__What the task asks__
Resume the article below about Canada's use of its anti-money laundering rules against the Freedom Convoy protest, picking up right after its final sentence.

Main Image Credit Trucks forming part of the Freedom Convoy protests in Ottawa. Courtesy of Maksim Sokolov / Wikimedia Commons / CC BY-SA 4.0
By co-opting its anti-money laundering and counterterrorist financing regime to deal with a vaccine mandate protest that has paralysed its capital, Canada sets a dangerous precedent for authoritarian onlookers.
Restrictive measures imposed to combat the coronavirus pandemic are slowly being lifted in countries across Europe and North America. But when Canadian lorry drivers were told that they would need to be vaccinated to cross the US–Canada border without having to quarantine, this sparked an anti-mandate protest the likes of which the country had not seen throughout the pandemic. Perhaps this is what caught authorities off-guard: while much of the world was looking forward to ditching vaccine passports and taking holidays abroad, anti-vaccine sentiment and pent-up frustration with restrictions on personal freedoms have erupted in epic proportions in the great white north.
Supporters (including plenty of sympathetic, wealthy Americans) flocked to crowdfunding platforms like GoFundMe and GiveSendGo to donate to protest organisers, raising millions of dollars to pay for fuel, warm meals and even mobile saunas for the demonstrators’ staging area. But with pressure mounting – not least from disgruntled Ottawa residents living with incessant horn blaring –GoFundMe eventually opted to withhold funds and refund donations made to campaigns like ‘Freedom Convoy 2022’, citing violations of its terms of service that prohibit the promotion of violence. Sightings of Nazi flags being flown by some demonstrators likely contributed to the decision to stop facilitating a movement with tinges of violent extremism. Elsewhere in Canada, weapons were seized from solidarity protestors linked to the far right, who are thought to have conspired to murder Royal Canadian Mounted Police (RCMP) officers.

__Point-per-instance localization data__
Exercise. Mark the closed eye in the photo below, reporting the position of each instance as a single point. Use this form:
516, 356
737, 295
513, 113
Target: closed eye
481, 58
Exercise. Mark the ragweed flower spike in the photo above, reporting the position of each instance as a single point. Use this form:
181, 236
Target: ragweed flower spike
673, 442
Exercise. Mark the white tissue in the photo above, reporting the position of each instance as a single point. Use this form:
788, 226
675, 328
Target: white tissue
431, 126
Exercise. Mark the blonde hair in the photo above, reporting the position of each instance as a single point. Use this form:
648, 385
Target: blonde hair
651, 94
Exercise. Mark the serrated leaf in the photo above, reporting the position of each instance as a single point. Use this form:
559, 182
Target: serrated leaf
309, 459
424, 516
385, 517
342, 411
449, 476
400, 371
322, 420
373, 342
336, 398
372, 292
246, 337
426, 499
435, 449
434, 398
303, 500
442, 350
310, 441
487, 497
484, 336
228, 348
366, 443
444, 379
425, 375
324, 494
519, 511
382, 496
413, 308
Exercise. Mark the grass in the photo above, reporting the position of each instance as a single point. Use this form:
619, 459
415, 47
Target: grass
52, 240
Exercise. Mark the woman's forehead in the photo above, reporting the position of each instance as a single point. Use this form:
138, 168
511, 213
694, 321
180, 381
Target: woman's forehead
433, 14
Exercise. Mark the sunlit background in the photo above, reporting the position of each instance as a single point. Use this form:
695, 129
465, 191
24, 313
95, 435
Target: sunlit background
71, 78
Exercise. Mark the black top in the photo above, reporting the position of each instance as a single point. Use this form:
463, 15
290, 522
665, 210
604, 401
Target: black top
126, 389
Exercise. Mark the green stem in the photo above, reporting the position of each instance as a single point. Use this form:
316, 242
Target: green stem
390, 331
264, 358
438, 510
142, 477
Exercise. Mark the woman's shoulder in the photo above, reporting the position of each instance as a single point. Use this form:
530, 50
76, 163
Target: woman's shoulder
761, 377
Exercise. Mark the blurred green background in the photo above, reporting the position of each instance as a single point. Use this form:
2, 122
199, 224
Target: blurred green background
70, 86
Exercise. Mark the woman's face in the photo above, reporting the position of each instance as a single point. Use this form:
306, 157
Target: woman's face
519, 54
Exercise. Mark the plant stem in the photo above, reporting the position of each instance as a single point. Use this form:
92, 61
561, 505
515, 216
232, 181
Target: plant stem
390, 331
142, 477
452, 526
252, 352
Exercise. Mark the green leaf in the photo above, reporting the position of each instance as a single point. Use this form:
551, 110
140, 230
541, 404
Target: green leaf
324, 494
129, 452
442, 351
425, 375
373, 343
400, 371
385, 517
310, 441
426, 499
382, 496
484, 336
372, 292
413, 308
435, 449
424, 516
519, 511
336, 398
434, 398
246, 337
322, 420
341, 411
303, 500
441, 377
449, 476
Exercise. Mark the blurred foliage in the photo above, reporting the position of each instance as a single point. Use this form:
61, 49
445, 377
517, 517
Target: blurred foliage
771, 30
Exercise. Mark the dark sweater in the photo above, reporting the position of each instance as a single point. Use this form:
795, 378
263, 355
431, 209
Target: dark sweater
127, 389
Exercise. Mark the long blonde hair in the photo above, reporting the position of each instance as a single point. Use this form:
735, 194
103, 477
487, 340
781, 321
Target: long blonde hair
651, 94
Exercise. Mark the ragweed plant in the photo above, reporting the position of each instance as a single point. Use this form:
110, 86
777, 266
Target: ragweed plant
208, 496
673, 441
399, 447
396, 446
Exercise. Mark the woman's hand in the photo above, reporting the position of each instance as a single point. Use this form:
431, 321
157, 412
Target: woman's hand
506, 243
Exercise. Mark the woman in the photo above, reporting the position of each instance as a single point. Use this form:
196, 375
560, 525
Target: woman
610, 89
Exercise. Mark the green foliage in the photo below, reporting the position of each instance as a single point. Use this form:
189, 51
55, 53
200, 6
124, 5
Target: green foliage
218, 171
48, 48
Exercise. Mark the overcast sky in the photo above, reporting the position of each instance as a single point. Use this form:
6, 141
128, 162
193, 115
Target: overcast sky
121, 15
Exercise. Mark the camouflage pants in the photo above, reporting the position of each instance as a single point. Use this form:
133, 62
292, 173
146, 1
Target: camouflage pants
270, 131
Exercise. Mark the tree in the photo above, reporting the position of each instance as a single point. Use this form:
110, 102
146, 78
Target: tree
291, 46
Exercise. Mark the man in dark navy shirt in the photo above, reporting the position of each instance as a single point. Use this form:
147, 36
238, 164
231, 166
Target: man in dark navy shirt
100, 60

__Answer to this exercise__
Eager to move along the convoy of trucks and encamped protestors choking the streets of Ottawa, on 10 February the provincial government of Ontario secured a court order prohibiting anyone from using or dealing with donations made to two of the protest’s largest crowdfunding campaigns. But after a further surge in protest activity, the federal government decided to go nuclear.
On 14 February, Finance Minister Chrystia Freeland (also Prime Minister Justin Trudeau’s deputy) announced that emergency legislation would be enacted to, among other things, ‘broaden the scope of Canada’s anti-money laundering and terrorist financing [AML/CTF] rules’, primarily to keep funds raised on crowdfunding platforms away from protestors supporting the illegal blockades. Provisions were also made for financial institutions to freeze personal or corporate accounts suspected of financing the occupation, without a court order. Institutions doing so in good faith would be protected from civil liability. The measures, by virtue of being implemented using emergency legislation, should be lifted within 30 days, but there is reason to expect that obligations for crowdfunding platforms to register with the Financial Transactions and Reports Analysis Centre of Canada (FINTRAC – the country’s financial intelligence unit) will remain. Since the measures’ introduction, several high-profile leaders have been arrested, but the incident highlights several worrying trends in how AML/CTF tools have been rolled out to deal with circumstances that have little to do with preventing money laundering or terrorist financing.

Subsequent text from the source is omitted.